[Stored records]
☆ ☆ ☆ ☆ ☆
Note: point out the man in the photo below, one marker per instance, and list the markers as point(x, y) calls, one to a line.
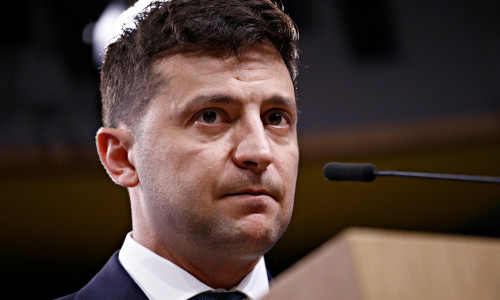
point(199, 121)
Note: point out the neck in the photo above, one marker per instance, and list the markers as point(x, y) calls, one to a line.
point(215, 270)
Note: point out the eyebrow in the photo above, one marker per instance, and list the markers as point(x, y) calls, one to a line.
point(206, 100)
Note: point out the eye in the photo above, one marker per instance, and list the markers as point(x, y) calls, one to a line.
point(276, 118)
point(211, 116)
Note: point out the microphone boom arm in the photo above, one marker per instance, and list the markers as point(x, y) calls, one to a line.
point(475, 178)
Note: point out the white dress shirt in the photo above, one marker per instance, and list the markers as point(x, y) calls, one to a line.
☆ ☆ ☆ ☆ ☆
_THE REQUEST:_ Format every line of the items above as a Markdown table with the columns "No." and "Line," numbering the rows and leaving out blank lines. Omit the pictures from the table.

_WRITTEN REPLY:_
| No. | Line |
|---|---|
| 1 | Note: point out the man in the photo below, one marker per instance, and list the markers as point(x, y) calls, one to a line. |
| 2 | point(199, 121) |
| 3 | Note: point out the neck in the photo above, one marker per instance, and list the markers as point(x, y) calls, one to a line. |
| 4 | point(215, 270) |
| 5 | Note: point out the eyebrow in the photo above, one marker per instance, and list the markers as point(x, y) calls, one to a line. |
| 6 | point(206, 100) |
| 7 | Note: point out the eye in the photo above, one marker per instance, and list the markers as point(x, y) calls, one to a line. |
| 8 | point(276, 118) |
| 9 | point(211, 116) |
| 10 | Note: point out the microphone boom arm in the photo above, one marker per instance, and list the markers as point(x, y) calls, one to a line. |
| 11 | point(475, 178) |
| 12 | Note: point out the white dress shirt in the photo above, one marker per instance, and list the markers as point(x, y) calls, one to a line. |